• SOURCE TEXT
Should I consolidate my TFSA accounts?

Since I started my personal finance journey a couple years ago I've opened many accounts. I like to keep things separated so I can visually see what is going on but that may be making things more complex than they really need to be. Looking for what others do. Here are my wife's and my TFSA accounts.

TFSA - My Retirement (Questrade)
TFSA - Wife Retirement (Questrade)
TFSA - Extra savings we don't know what to do with (Questrade)
TFSA - More Extra savings (Wealthsimple, was trying it out)
TFSA - Emergency Fund (Alterna, will probably be pulled out of TFSA this year for regular HISA)

• EXERCISE INSTRUCTIONS
Reproduce the post about consolidating TFSA accounts above word for word, keeping every line and its punctuation unchanged.

• DATA PROVIDED
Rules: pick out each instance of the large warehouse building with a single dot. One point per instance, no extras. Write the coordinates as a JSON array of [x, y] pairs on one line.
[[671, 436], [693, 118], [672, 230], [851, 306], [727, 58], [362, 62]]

• RESULT OF THE TASK
Should I consolidate my TFSA accounts?

Since I started my personal finance journey a couple years ago I've opened many accounts. I like to keep things separated so I can visually see what is going on but that may be making things more complex than they really need to be. Looking for what others do. Here are my wife's and my TFSA accounts.

TFSA - My Retirement (Questrade)
TFSA - Wife Retirement (Questrade)
TFSA - Extra savings we don't know what to do with (Questrade)
TFSA - More Extra savings (Wealthsimple, was trying it out)
TFSA - Emergency Fund (Alterna, will probably be pulled out of TFSA this year for regular HISA)